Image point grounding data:

* * * *

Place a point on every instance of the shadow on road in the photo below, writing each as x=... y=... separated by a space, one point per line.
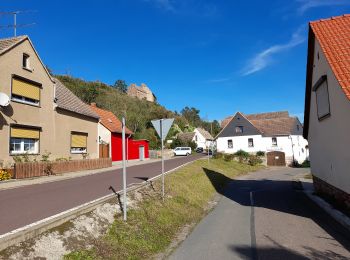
x=279 y=195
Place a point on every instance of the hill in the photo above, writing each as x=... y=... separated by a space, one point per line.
x=138 y=113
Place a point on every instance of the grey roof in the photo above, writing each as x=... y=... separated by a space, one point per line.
x=205 y=133
x=65 y=99
x=7 y=43
x=186 y=137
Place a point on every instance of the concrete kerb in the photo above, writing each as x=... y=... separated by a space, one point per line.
x=32 y=230
x=334 y=213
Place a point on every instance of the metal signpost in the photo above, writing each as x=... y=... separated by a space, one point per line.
x=124 y=168
x=162 y=127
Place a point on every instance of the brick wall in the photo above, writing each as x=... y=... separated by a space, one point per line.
x=339 y=197
x=36 y=169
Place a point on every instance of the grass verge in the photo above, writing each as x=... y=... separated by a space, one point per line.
x=153 y=224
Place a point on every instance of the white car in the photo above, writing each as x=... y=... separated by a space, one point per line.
x=182 y=151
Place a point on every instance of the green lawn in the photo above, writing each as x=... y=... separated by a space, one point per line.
x=153 y=224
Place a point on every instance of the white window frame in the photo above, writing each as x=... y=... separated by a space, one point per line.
x=21 y=142
x=251 y=144
x=274 y=144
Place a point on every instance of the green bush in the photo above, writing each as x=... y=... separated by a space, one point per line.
x=260 y=153
x=4 y=175
x=254 y=160
x=242 y=156
x=228 y=157
x=218 y=155
x=306 y=164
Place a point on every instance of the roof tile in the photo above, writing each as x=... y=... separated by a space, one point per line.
x=333 y=35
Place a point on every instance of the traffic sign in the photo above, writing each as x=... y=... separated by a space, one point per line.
x=162 y=126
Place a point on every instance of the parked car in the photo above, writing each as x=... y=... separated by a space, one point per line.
x=199 y=150
x=182 y=151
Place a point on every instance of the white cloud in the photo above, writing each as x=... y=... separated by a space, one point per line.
x=264 y=58
x=305 y=5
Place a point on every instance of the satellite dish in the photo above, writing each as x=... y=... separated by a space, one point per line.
x=4 y=100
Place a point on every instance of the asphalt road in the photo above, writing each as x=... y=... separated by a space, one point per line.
x=25 y=205
x=265 y=216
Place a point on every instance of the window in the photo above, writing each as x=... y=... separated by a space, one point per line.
x=24 y=140
x=274 y=141
x=78 y=142
x=25 y=91
x=322 y=98
x=239 y=129
x=250 y=142
x=26 y=61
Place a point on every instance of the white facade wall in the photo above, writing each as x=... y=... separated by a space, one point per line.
x=284 y=144
x=105 y=136
x=329 y=140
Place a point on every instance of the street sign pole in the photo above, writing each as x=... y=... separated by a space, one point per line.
x=162 y=127
x=162 y=153
x=124 y=169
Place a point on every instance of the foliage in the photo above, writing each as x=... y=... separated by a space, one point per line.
x=138 y=113
x=218 y=155
x=154 y=223
x=4 y=175
x=260 y=153
x=242 y=156
x=121 y=85
x=228 y=157
x=45 y=157
x=254 y=160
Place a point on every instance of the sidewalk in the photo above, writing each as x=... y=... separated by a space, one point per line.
x=11 y=184
x=308 y=189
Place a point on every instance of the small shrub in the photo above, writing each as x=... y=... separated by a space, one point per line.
x=45 y=157
x=242 y=156
x=306 y=164
x=4 y=175
x=218 y=155
x=260 y=153
x=17 y=158
x=228 y=157
x=254 y=160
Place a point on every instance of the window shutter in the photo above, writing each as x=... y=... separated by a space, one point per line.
x=17 y=132
x=79 y=140
x=25 y=89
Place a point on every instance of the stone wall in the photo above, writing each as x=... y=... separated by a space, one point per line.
x=336 y=196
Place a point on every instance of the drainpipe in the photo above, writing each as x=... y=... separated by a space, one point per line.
x=291 y=140
x=127 y=148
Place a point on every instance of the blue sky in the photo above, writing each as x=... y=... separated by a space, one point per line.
x=218 y=56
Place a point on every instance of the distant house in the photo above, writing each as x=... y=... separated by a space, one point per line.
x=110 y=138
x=43 y=115
x=141 y=92
x=327 y=106
x=276 y=133
x=200 y=136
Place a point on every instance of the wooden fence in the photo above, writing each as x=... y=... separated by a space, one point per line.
x=36 y=169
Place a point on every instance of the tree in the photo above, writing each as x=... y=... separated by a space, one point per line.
x=121 y=85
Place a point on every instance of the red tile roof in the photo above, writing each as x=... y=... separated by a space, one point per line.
x=333 y=35
x=109 y=120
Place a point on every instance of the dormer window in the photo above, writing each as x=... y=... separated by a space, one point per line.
x=239 y=129
x=26 y=61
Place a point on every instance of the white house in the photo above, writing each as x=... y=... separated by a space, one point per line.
x=267 y=132
x=327 y=106
x=200 y=136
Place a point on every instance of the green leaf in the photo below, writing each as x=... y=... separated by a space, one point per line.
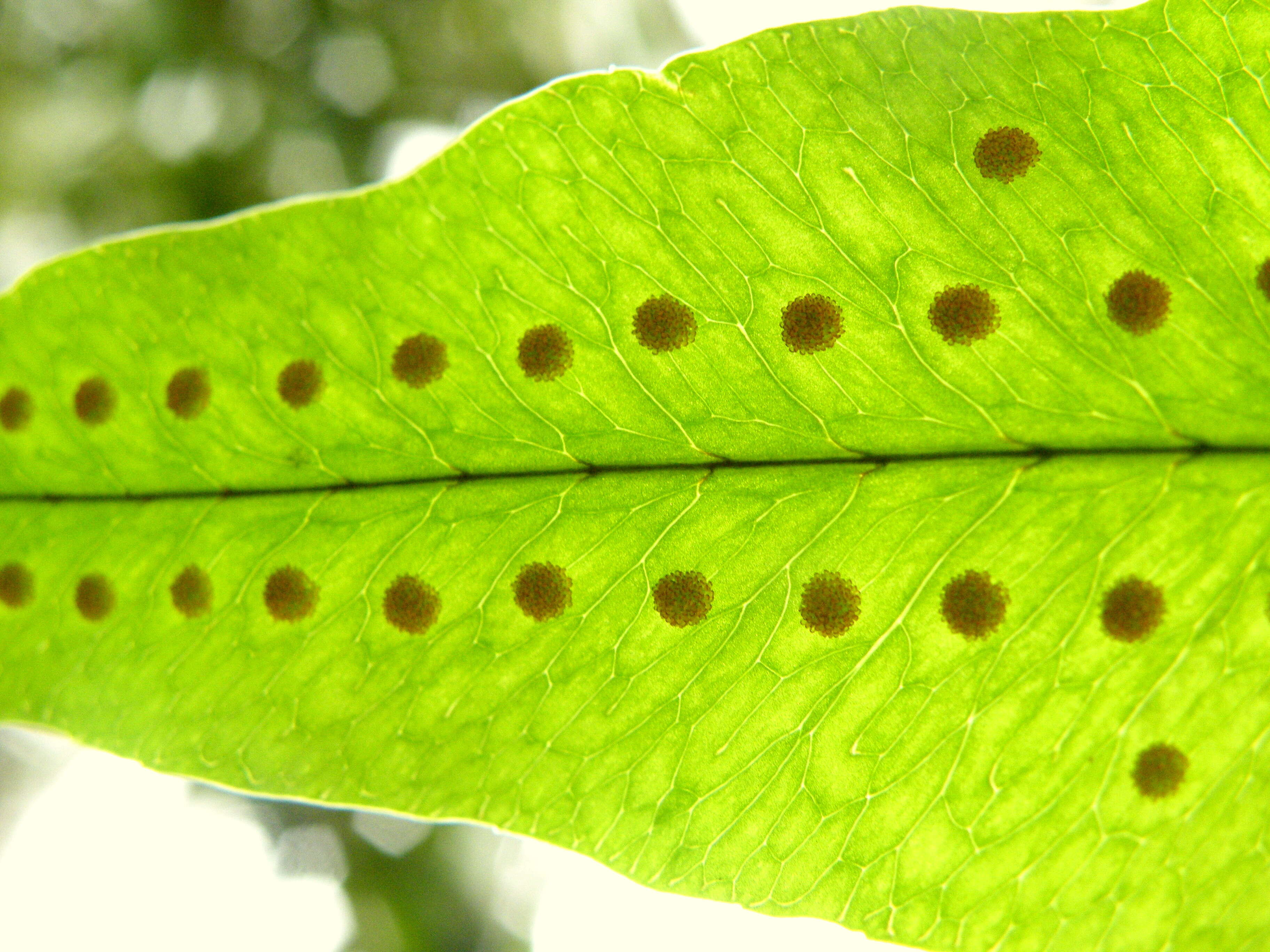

* * * *

Write out the data in full and exactly as given, though without the images.

Place a point on every instance of the shadow on road in the photo below, writing each as x=... y=... separated by a space, one point per line.
x=279 y=195
Place a point on every instance of the hill in the photo above, writing each as x=... y=... separated by a space, one point per line.
x=138 y=113
Place a point on every instance of the grey roof in the photo above, writing each as x=... y=... separated by a space, one point per line.
x=205 y=133
x=65 y=99
x=7 y=43
x=186 y=137
Place a point on every instance of the concrete kerb in the photo above, writing each as x=... y=... separated by a space, one point per line.
x=32 y=230
x=334 y=213
Place a point on every instance of the metal signpost in the photo above, writing each as x=... y=... separated by a space, one point per line.
x=124 y=168
x=162 y=127
Place a point on every instance of the brick wall in the photo above, writing each as x=... y=... separated by a space, one point per line.
x=339 y=197
x=36 y=169
Place a point on every instance of the grass verge in the photo above, writing each as x=... y=... separated by a space, one point per line.
x=153 y=224
Place a point on every instance of the white car in the photo above, writing each as x=... y=... separated by a space, one point per line.
x=182 y=151
Place a point on every instance of the green lawn in the photo above, writing each as x=... y=... separated by a space, one point per line.
x=153 y=224
Place a point on every instance of the white window frame in the photo above, writing each as x=... y=... separated by a space, one point per line.
x=21 y=142
x=251 y=144
x=274 y=144
Place a point on every instance of the green bush in the photo above, writing each as x=... y=... separated by a space, one point per line.
x=260 y=153
x=4 y=175
x=254 y=160
x=242 y=156
x=228 y=157
x=218 y=155
x=306 y=164
Place a point on every instance of the roof tile in the photo above, writing each as x=... y=... separated by a space, one point per line.
x=333 y=35
Place a point on every instance of the traffic sign in the photo above, writing each as x=... y=... separated by a space, one point per line.
x=162 y=126
Place a point on every instance of the parked car in the photo above, writing each as x=... y=... separated by a space, one point per line.
x=199 y=150
x=182 y=151
Place a point on every instance of the white cloud in the photo above, writing each as x=... y=... separated by a space, one point per line.
x=264 y=58
x=305 y=5
Place a point on every instance of the satellite dish in the photo above, writing each as x=... y=... separated by a space, one point per line.
x=4 y=100
Place a point on every instance of the asphalt road in the photo above, writing each as x=... y=... separated by a space, one point per line.
x=25 y=205
x=265 y=216
Place a point on every instance of the window in the photo above, writing each as x=... y=... separated by a space, one point per line.
x=24 y=140
x=274 y=141
x=78 y=142
x=25 y=91
x=322 y=98
x=239 y=129
x=250 y=142
x=26 y=61
Place a point on every instance of the white facade wall in the photo above, writing each as x=... y=... separated by a space, one point per line.
x=284 y=144
x=105 y=136
x=329 y=140
Place a point on every instance of the street sign pole in the photo above, writing each as x=... y=... separated by a space, one point per line.
x=162 y=127
x=162 y=153
x=124 y=169
Place a point on every instance of the foliage in the photo above, writing each as x=... y=... separated by a space, one point per line.
x=138 y=113
x=218 y=155
x=154 y=223
x=4 y=175
x=260 y=153
x=242 y=156
x=121 y=85
x=228 y=157
x=45 y=157
x=254 y=160
Place a point on every instance of the sidewalk in the photo above, writing each as x=... y=... separated by a space, one point per line.
x=11 y=184
x=308 y=189
Place a point on every instance of the small shrub in the photo above, writing each as x=... y=... separated by a space, one point per line.
x=45 y=157
x=242 y=156
x=306 y=164
x=4 y=175
x=218 y=155
x=260 y=153
x=17 y=158
x=228 y=157
x=254 y=160
Place a point on every instance of the window shutter in the photo above, writing each as x=... y=... separated by a space, one point per line.
x=17 y=132
x=79 y=140
x=25 y=89
Place a point on every instance of the stone wall in the photo above, writing each as x=... y=... separated by a space, one point per line.
x=336 y=196
Place a point on every instance of the drainpipe in the photo above, writing each as x=... y=... separated by a space, one point per line.
x=291 y=140
x=127 y=148
Place a point on every instance of the blue sky in the photo above, writing each as x=... y=... separated by a space, one point per line.
x=218 y=56
Place a point on every instance of the distant house in the photo above, writing each as x=... y=... separated by a space, one point per line.
x=110 y=138
x=43 y=115
x=141 y=92
x=327 y=106
x=276 y=133
x=200 y=136
Place a point on every instance of the wooden fence in the photo above, writing each as x=... y=... separated by a space, one point per line.
x=36 y=169
Place a point on every instance of the tree in the photo above, writing each as x=... y=... separated by a space, one point per line.
x=121 y=85
Place a point on every instance of the red tile roof in the photo above, writing each as x=... y=... separated by a space, one point per line.
x=333 y=35
x=109 y=120
Place a point on every instance of the dormer window in the photo above, writing each as x=... y=... separated by a space, one point per line.
x=239 y=129
x=26 y=61
Place a point on every instance of the white house in the photo above, writing each as x=... y=... separated by a space, one point per line.
x=267 y=132
x=327 y=106
x=200 y=136
Place a point on every instance of the green leaf in the photo below, writing each as x=... y=... separated by a space, one point per line.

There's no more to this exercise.